### EXERCISE DETAILS
Below this sentence is a listing; return exactly its lines from the one with "of the sloped" to the one with "of the textured", both kept, and nothing more.

### DATASET RECORDS
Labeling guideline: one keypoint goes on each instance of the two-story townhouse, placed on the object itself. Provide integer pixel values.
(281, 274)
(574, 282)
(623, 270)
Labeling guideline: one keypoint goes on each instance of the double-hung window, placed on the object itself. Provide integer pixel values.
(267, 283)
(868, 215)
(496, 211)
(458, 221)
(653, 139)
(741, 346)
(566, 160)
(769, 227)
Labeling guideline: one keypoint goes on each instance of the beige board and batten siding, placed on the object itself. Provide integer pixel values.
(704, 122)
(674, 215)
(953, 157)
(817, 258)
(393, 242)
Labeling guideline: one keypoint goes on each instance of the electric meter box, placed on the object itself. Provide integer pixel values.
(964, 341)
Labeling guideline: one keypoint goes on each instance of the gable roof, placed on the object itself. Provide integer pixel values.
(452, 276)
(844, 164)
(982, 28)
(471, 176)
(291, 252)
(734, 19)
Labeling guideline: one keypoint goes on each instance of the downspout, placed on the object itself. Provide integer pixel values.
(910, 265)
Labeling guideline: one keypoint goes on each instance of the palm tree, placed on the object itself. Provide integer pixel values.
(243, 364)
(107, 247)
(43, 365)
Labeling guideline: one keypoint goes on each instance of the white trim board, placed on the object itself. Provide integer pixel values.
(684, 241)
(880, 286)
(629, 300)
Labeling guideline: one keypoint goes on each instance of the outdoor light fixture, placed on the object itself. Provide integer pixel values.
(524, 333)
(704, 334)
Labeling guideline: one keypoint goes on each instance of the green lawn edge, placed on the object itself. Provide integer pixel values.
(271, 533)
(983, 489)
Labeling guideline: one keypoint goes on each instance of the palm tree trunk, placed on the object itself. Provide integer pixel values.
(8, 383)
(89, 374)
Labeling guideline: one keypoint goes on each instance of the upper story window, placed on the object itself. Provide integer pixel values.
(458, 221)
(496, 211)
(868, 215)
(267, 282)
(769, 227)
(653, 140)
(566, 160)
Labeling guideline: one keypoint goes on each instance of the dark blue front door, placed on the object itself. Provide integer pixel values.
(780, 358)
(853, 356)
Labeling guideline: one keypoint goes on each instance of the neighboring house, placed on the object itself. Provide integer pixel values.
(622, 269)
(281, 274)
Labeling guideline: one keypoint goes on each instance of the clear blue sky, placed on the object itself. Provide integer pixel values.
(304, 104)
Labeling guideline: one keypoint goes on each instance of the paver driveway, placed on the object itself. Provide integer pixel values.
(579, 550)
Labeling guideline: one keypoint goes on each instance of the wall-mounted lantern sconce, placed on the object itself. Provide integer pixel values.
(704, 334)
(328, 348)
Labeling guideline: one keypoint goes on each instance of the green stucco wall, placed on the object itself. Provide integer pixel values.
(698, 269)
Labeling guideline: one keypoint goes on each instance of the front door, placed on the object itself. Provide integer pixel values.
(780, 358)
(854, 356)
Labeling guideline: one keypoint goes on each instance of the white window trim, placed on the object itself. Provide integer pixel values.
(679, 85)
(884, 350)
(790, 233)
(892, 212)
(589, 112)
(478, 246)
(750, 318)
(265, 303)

==

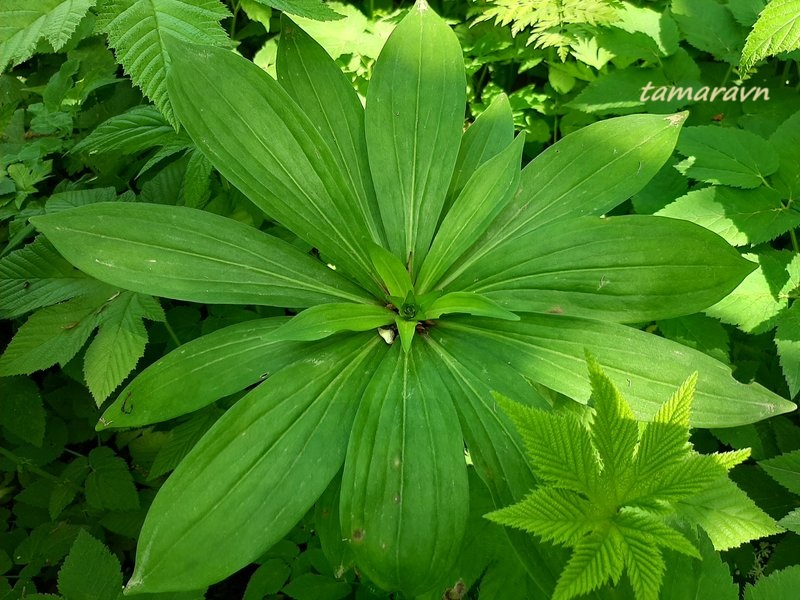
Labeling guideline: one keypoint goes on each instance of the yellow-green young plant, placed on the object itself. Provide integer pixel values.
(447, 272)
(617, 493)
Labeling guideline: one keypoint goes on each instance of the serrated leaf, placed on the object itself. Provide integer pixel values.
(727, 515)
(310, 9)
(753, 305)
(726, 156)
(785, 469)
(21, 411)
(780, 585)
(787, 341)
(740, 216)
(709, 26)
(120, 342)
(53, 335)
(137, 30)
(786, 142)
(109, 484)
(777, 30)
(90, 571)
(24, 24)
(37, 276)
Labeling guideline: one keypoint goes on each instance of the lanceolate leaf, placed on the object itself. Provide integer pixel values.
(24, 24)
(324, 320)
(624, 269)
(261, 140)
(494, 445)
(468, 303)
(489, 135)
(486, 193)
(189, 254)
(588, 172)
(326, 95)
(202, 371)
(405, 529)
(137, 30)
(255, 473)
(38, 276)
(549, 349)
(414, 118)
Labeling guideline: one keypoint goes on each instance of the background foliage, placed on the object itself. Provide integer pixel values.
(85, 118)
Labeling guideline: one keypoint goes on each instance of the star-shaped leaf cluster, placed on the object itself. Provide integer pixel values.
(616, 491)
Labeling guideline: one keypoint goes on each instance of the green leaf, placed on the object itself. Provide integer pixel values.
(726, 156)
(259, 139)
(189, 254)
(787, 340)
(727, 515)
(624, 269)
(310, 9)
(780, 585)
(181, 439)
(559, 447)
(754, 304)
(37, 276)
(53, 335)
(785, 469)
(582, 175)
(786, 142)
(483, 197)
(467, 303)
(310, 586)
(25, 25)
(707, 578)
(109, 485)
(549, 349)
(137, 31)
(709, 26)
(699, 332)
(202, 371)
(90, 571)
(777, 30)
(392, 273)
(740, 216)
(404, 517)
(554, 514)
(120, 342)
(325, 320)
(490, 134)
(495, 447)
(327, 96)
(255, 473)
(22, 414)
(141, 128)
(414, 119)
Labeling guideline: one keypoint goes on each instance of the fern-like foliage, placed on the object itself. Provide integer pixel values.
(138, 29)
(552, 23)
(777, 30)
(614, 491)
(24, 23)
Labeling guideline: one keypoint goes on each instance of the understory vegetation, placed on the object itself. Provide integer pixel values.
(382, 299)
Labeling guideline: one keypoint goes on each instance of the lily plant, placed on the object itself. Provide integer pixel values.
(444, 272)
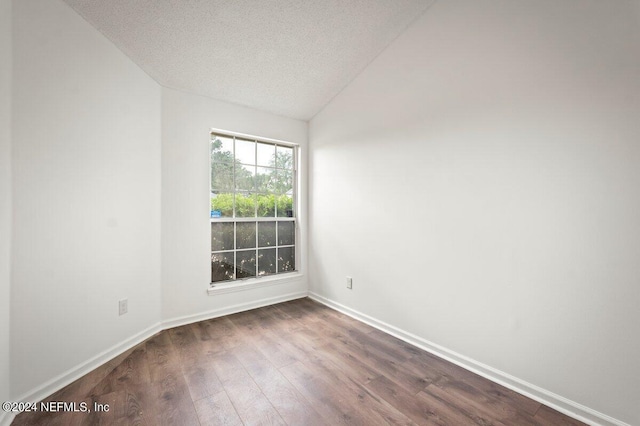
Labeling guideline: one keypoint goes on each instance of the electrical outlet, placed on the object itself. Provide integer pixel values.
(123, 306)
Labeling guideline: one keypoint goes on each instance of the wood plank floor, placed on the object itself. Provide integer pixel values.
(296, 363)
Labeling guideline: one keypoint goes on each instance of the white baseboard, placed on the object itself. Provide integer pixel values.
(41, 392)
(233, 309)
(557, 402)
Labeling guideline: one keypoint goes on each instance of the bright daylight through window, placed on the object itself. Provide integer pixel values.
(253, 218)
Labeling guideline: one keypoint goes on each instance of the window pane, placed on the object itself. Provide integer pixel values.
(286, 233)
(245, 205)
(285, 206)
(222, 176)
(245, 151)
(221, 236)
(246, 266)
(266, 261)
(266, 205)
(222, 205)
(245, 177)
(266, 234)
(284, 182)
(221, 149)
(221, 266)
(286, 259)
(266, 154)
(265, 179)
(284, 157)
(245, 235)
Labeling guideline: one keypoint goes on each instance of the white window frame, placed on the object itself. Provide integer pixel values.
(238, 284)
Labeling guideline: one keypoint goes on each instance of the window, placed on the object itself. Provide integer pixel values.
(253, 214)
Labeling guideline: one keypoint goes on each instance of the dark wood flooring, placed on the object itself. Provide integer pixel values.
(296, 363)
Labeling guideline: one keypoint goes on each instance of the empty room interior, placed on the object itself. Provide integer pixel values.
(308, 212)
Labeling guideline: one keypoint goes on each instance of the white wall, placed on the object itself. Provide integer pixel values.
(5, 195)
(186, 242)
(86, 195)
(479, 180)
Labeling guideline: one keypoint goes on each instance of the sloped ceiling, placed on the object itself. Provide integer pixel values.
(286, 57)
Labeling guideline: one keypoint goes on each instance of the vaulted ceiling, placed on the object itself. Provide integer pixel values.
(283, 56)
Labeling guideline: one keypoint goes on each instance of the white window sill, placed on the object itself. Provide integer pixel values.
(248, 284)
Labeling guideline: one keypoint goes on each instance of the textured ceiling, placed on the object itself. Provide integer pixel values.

...

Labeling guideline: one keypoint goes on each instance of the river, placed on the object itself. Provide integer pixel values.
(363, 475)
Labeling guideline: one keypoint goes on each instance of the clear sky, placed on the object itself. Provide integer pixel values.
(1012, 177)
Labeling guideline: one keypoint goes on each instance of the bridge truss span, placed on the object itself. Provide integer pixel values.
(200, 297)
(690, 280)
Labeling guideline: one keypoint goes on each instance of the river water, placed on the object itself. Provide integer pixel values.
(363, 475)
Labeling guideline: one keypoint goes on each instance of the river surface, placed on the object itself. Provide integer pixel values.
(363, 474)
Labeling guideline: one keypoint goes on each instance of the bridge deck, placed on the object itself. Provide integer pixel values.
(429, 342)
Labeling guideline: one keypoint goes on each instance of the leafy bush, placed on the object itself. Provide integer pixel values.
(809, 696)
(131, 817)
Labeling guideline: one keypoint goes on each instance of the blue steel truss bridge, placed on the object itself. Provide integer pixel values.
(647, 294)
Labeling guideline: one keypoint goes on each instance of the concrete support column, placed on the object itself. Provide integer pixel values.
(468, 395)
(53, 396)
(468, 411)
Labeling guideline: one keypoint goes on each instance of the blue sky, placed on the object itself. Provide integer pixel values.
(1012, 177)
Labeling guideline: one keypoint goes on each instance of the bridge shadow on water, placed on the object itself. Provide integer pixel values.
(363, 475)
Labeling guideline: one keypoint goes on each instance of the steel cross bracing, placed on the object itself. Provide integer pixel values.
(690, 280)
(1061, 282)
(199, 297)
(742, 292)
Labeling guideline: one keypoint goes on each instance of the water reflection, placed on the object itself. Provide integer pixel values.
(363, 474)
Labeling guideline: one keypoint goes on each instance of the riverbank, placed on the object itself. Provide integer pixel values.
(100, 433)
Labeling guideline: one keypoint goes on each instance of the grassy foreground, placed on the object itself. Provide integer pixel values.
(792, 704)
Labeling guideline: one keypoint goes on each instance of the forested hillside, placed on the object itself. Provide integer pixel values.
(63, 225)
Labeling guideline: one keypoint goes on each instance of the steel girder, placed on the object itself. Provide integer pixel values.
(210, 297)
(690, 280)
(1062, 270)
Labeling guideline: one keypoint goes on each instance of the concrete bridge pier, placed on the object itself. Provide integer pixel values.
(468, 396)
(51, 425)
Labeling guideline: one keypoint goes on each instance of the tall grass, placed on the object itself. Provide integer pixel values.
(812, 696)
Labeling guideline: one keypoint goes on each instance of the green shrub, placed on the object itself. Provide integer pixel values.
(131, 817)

### EXERCISE RESULT
Labeling guideline: one keypoint goes on each instance of the sloped ceiling, placed on the object itself. Provide integer pixel values.
(286, 57)
Labeling guideline: one keypoint goes on each instance of the vaulted ceiling, placed on the object itself. Provide integer pixel values.
(283, 56)
Labeling guideline: one keypoint goes on each instance of the white window sill, placed on the object itself. Provide integer pixel values.
(248, 284)
Labeling guideline: one keypoint goes on each instance of the textured ceiling, placed on the object itself. Provide integer pixel values.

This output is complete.